--- What is required ---
Print verbatim the lines of the entries from the one containing "locate white paper" to the last, inclusive, and no others.

--- Recorded information ---
+++

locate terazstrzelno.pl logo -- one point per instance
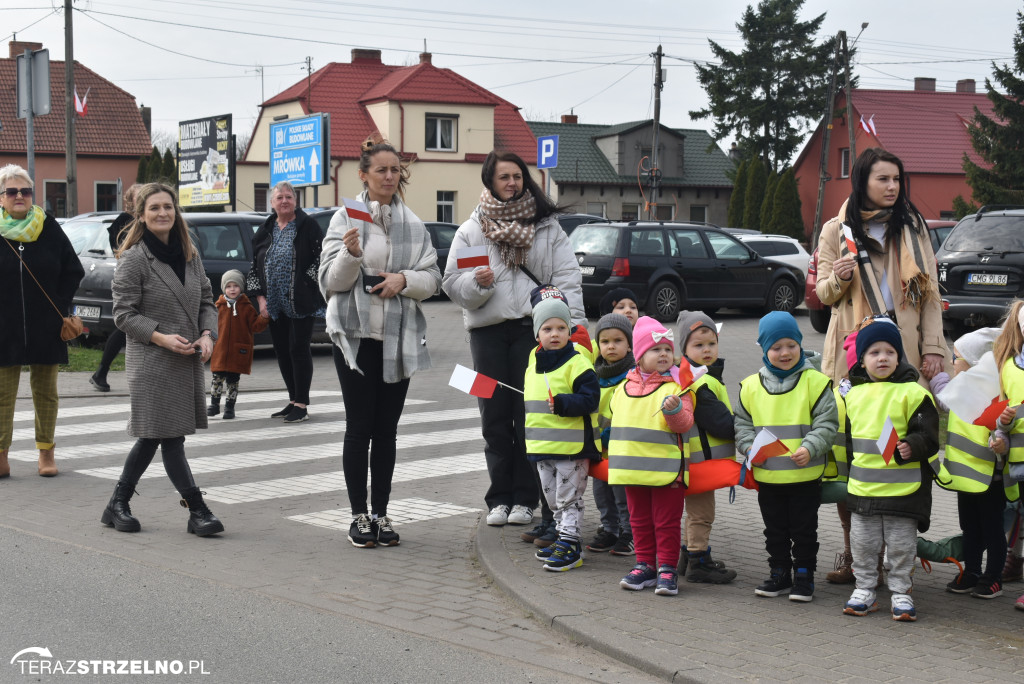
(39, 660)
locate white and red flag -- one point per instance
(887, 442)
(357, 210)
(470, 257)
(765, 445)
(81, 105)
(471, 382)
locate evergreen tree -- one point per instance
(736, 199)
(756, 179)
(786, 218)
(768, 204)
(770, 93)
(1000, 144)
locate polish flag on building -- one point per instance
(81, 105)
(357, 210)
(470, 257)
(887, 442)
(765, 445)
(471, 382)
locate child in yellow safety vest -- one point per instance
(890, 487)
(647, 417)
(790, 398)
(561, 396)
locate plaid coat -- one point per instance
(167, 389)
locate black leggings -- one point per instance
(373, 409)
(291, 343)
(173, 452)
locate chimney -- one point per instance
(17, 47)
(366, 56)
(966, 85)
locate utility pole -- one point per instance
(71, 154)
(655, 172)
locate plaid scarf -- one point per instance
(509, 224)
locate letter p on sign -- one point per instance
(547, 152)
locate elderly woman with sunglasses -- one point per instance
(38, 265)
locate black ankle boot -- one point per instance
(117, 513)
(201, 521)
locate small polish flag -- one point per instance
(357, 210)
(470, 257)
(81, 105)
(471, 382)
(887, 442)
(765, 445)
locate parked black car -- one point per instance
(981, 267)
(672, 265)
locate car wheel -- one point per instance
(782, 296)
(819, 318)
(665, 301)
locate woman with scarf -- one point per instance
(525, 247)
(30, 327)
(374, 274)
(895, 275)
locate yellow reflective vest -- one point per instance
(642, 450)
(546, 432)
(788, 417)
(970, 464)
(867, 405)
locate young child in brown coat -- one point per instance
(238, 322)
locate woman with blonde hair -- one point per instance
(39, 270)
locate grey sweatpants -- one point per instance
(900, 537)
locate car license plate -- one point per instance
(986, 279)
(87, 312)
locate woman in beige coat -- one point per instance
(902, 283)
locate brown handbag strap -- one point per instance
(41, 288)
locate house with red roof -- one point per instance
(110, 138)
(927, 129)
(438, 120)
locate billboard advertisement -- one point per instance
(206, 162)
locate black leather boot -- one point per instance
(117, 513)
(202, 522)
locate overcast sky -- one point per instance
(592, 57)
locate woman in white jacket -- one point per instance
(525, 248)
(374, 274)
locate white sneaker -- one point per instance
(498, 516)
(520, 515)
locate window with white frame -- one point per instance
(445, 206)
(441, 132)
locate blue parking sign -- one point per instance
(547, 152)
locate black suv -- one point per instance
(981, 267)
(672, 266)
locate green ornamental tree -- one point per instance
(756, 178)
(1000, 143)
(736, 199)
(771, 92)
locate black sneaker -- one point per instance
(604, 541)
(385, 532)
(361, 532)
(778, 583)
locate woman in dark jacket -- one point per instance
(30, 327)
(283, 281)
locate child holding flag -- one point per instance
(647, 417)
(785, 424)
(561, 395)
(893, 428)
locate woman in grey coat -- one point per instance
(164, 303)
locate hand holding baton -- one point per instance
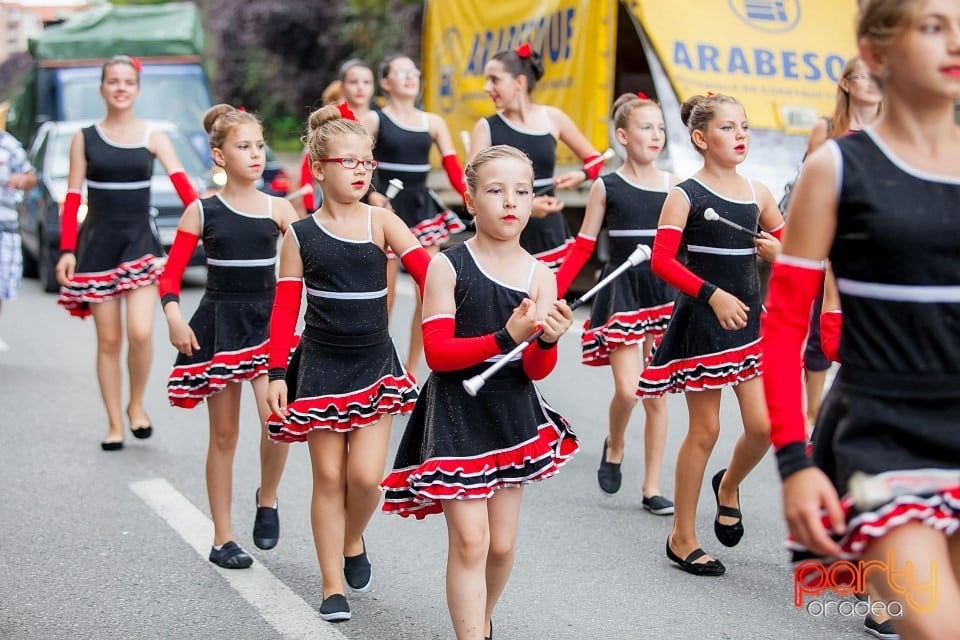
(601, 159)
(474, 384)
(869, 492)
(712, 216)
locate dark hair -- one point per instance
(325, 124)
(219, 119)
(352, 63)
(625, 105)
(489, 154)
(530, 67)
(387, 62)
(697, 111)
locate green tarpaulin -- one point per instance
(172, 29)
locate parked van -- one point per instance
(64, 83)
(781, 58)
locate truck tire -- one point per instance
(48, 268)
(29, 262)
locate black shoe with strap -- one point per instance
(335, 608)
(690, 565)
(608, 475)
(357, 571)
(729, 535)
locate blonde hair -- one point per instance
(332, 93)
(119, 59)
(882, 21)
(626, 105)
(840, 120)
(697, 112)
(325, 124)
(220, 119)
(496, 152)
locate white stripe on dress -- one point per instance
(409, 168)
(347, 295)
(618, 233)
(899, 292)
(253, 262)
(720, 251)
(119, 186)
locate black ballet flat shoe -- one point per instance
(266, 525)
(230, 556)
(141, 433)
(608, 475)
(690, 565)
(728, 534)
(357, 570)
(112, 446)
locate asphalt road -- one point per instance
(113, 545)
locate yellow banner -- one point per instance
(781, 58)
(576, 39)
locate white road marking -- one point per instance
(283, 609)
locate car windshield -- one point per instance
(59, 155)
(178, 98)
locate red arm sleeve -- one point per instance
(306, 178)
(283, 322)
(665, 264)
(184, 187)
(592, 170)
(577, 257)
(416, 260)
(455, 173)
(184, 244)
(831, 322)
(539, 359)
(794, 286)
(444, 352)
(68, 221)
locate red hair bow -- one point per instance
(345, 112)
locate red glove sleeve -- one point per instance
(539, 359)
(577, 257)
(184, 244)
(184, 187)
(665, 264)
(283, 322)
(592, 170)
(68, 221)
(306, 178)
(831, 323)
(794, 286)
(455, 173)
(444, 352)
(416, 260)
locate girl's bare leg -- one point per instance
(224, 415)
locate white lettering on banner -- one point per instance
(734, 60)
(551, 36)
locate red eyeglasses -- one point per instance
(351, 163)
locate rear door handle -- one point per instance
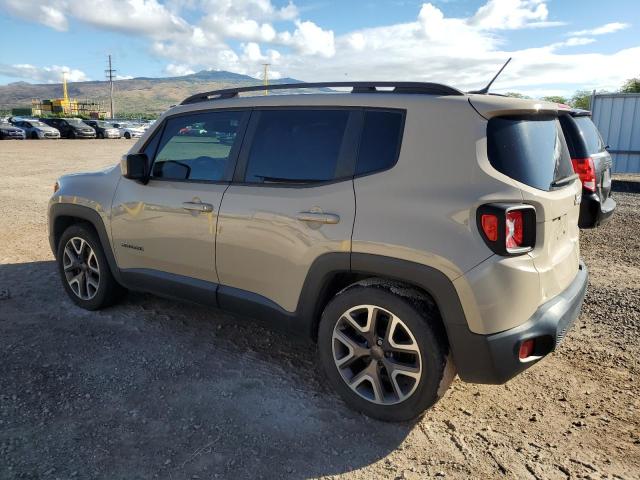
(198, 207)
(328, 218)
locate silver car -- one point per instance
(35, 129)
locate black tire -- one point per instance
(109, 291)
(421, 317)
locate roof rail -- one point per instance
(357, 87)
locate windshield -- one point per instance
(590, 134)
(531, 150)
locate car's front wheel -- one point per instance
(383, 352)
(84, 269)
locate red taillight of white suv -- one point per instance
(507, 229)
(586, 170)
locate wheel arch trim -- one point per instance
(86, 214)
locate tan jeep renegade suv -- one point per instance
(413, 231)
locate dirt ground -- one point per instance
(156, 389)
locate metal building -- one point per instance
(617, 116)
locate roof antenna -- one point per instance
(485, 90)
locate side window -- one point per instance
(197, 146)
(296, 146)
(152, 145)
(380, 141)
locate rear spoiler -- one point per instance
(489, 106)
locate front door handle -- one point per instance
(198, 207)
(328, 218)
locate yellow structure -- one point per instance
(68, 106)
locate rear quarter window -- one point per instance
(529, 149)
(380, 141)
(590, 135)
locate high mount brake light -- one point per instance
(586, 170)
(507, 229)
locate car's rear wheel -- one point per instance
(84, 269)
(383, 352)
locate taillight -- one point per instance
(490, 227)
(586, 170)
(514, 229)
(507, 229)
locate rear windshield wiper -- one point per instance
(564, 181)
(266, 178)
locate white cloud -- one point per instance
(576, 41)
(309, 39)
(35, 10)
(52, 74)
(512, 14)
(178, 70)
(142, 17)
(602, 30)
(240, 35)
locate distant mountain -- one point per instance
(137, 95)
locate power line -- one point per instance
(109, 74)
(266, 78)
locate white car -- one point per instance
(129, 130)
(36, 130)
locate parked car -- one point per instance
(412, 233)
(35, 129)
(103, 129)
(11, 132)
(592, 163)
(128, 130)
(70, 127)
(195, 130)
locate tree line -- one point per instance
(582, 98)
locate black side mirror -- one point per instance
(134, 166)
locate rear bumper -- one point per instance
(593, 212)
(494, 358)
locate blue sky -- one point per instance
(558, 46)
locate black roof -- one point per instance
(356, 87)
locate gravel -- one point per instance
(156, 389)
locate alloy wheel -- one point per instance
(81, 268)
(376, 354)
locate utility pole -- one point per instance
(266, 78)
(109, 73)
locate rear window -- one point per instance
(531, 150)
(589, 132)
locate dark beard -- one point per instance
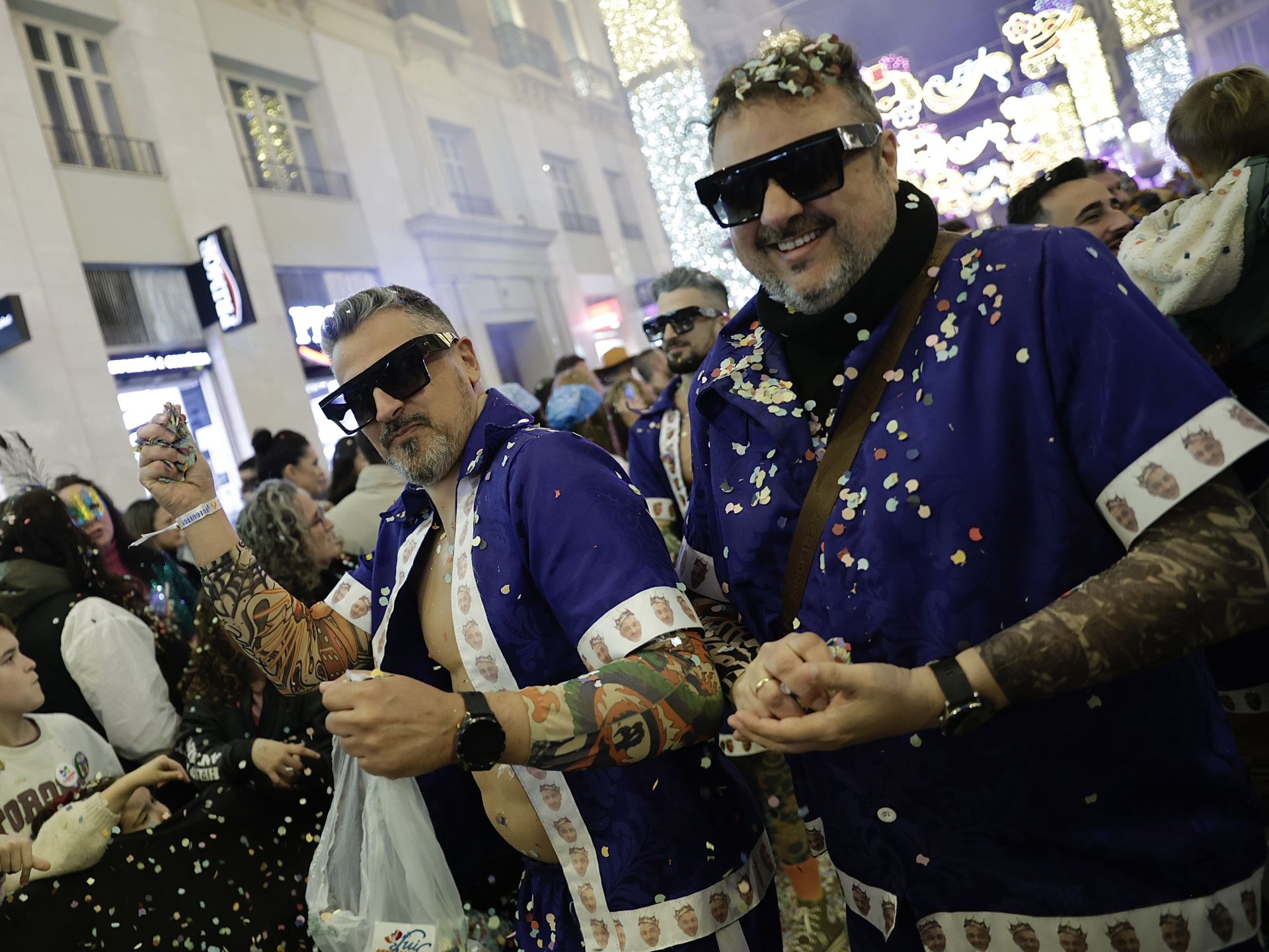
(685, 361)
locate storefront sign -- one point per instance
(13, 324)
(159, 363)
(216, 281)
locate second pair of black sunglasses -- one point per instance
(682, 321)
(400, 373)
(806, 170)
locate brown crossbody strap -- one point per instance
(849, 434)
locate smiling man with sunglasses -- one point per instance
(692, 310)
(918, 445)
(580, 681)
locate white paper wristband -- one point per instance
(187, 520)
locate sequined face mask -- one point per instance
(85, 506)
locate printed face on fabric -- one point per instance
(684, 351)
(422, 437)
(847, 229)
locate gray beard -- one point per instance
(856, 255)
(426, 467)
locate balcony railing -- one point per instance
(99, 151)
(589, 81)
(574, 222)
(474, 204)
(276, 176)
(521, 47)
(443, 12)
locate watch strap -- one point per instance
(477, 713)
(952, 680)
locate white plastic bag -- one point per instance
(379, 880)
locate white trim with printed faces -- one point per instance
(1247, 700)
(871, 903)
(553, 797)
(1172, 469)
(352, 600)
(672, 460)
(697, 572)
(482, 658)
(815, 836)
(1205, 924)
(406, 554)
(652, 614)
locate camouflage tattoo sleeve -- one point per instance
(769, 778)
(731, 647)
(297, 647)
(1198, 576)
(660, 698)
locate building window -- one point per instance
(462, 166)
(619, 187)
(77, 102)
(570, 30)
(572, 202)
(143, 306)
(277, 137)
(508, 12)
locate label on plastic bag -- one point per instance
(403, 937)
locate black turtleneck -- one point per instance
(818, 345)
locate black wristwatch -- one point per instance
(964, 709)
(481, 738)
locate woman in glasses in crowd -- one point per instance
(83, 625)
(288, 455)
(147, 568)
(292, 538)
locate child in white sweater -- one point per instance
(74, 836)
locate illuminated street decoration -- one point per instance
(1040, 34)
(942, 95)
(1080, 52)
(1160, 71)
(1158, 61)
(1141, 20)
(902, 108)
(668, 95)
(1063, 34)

+++

--- Task result ---
locate white paper wristband -- one point per instance
(187, 520)
locate sequined face mask -- one point per instance
(85, 506)
locate printed face on fabric -- one point per instance
(684, 351)
(422, 437)
(847, 229)
locate gray beard -- one point per instance
(856, 255)
(426, 467)
locate balcony railing -- one point per instance
(99, 151)
(589, 81)
(574, 222)
(474, 204)
(276, 176)
(521, 47)
(443, 12)
locate watch strap -- one point per instance
(477, 713)
(952, 680)
locate white plastic bag -- one point per instance
(379, 880)
locate white trim with printed faces -- one point per instance
(1247, 700)
(871, 903)
(553, 797)
(1172, 469)
(352, 600)
(672, 460)
(697, 572)
(482, 658)
(815, 836)
(1205, 924)
(406, 554)
(652, 614)
locate camouflage tattoo sleeve -- one point per instance
(769, 778)
(731, 647)
(297, 647)
(1198, 576)
(660, 698)
locate building window -- one point per instance
(462, 166)
(619, 187)
(77, 102)
(570, 30)
(572, 202)
(143, 306)
(277, 137)
(508, 12)
locate label on plastic bag -- one point per instance
(403, 937)
locate black turtleneck -- one point per instance
(818, 345)
locate black wristwatch -- one point per instance
(964, 709)
(481, 738)
locate woman in glasses in crowd -- one point per instance
(83, 625)
(288, 455)
(147, 568)
(292, 538)
locate child in white sweater -- one point per instance
(74, 836)
locate illuminated street decoration -- one point per instance
(1040, 34)
(942, 95)
(1080, 52)
(1160, 71)
(1158, 61)
(1141, 20)
(902, 108)
(668, 95)
(1063, 34)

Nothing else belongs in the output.